::: Records supplied :::

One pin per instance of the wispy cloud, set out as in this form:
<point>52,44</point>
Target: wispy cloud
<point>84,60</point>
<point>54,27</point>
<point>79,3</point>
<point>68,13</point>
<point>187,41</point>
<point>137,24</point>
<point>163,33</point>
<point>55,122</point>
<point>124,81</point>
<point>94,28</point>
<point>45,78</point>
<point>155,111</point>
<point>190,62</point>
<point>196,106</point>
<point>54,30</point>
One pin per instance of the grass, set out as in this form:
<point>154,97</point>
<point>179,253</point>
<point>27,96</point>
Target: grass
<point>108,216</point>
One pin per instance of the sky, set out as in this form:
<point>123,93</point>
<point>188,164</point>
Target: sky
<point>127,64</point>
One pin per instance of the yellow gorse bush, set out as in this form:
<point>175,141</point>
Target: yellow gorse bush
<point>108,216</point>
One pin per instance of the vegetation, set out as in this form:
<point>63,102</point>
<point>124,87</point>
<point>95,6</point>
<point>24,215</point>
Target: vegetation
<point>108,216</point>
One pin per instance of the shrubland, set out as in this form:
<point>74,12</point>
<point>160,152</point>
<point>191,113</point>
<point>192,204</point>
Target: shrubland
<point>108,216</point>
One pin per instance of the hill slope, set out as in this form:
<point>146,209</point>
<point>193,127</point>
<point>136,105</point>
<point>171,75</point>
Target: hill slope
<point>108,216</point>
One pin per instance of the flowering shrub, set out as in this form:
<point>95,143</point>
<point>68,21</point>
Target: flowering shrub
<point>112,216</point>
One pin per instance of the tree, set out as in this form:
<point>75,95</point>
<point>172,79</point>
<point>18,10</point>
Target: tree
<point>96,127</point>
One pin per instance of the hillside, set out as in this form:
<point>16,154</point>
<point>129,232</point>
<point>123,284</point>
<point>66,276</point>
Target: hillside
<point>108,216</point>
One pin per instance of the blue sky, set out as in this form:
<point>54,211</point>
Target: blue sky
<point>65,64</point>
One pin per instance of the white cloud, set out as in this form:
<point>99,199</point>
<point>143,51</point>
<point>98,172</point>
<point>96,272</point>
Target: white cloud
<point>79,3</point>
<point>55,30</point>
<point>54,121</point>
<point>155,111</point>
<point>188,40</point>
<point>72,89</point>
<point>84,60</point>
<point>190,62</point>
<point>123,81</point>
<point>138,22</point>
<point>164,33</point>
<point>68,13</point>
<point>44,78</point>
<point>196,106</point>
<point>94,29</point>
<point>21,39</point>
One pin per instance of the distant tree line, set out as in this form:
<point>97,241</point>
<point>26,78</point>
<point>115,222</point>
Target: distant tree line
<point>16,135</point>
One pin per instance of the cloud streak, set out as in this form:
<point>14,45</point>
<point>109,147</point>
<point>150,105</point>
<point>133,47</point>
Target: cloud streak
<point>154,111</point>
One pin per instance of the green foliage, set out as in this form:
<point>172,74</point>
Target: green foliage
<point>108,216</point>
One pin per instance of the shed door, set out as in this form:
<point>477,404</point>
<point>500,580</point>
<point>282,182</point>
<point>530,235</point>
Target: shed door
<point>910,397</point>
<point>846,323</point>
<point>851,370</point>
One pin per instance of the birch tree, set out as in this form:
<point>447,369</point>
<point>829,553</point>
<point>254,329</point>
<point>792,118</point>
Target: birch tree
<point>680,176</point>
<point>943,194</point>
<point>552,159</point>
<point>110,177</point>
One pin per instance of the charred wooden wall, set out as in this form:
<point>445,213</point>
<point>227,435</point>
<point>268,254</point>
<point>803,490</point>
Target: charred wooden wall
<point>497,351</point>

:::

**Exercise aim**
Reproduce each record exactly, leaving nothing out.

**Answer to this task**
One pin per instance of the wispy cloud, set out as in this form:
<point>52,44</point>
Target: wispy cloud
<point>84,60</point>
<point>54,27</point>
<point>79,3</point>
<point>68,13</point>
<point>187,41</point>
<point>137,24</point>
<point>163,33</point>
<point>55,122</point>
<point>124,81</point>
<point>94,28</point>
<point>45,78</point>
<point>155,111</point>
<point>190,62</point>
<point>196,106</point>
<point>54,30</point>
One pin per instance of the grass, set out as in this form:
<point>154,97</point>
<point>179,253</point>
<point>27,96</point>
Target: grass
<point>108,216</point>
One pin per instance of the sky, set out as in this form:
<point>123,93</point>
<point>188,164</point>
Target: sky
<point>127,64</point>
One pin per instance of the yellow gorse bush, set out as in this form:
<point>175,141</point>
Target: yellow gorse bush
<point>108,216</point>
One pin per instance of the vegetation, set out as in this form:
<point>63,102</point>
<point>124,87</point>
<point>95,6</point>
<point>24,215</point>
Target: vegetation
<point>108,216</point>
One pin per instance of the shrubland, set out as in this form:
<point>74,12</point>
<point>160,152</point>
<point>191,113</point>
<point>192,204</point>
Target: shrubland
<point>108,216</point>
One pin per instance of the hill slope, set out as in this form:
<point>146,209</point>
<point>193,127</point>
<point>136,105</point>
<point>171,75</point>
Target: hill slope
<point>108,216</point>
One pin per instance of the flowering shrub, set out as in this form:
<point>95,143</point>
<point>68,21</point>
Target: flowering shrub
<point>112,216</point>
One pin per instance of the tree, set out as in this form:
<point>75,95</point>
<point>172,79</point>
<point>18,10</point>
Target: tree
<point>96,127</point>
One pin per instance of the hillside, set out as in this form:
<point>16,154</point>
<point>129,232</point>
<point>123,284</point>
<point>66,276</point>
Target: hillside
<point>108,216</point>
One pin per instance of the blue sky, set out as in this form:
<point>54,211</point>
Target: blue sky
<point>65,64</point>
One pin per instance of the white cloud, set out as in this form:
<point>99,199</point>
<point>143,51</point>
<point>98,172</point>
<point>96,272</point>
Target: white cloud
<point>79,3</point>
<point>55,30</point>
<point>54,121</point>
<point>155,111</point>
<point>188,40</point>
<point>72,89</point>
<point>84,60</point>
<point>190,62</point>
<point>123,81</point>
<point>138,22</point>
<point>164,33</point>
<point>68,13</point>
<point>44,78</point>
<point>196,106</point>
<point>94,29</point>
<point>21,39</point>
One pin per instance of the distant tree line, set out as in this form:
<point>97,241</point>
<point>26,78</point>
<point>115,222</point>
Target: distant tree line
<point>16,135</point>
One pin per instance of the cloud streak, set out as in this form:
<point>14,45</point>
<point>109,147</point>
<point>150,105</point>
<point>133,47</point>
Target: cloud streak
<point>154,111</point>
One pin per instance of the green foliage, set out as in this form:
<point>172,74</point>
Target: green foliage
<point>108,216</point>
One pin per instance of the shed door, set out as in this form:
<point>477,404</point>
<point>500,580</point>
<point>282,182</point>
<point>530,235</point>
Target: shed door
<point>910,397</point>
<point>846,323</point>
<point>851,370</point>
One pin per instance of the birch tree, set out as in this form:
<point>447,369</point>
<point>829,553</point>
<point>254,329</point>
<point>792,118</point>
Target: birch tree
<point>680,176</point>
<point>943,194</point>
<point>552,159</point>
<point>110,177</point>
One pin per instance of the charred wooden wall, set out as in this form:
<point>445,213</point>
<point>227,435</point>
<point>268,254</point>
<point>803,490</point>
Target: charred wooden wall
<point>497,351</point>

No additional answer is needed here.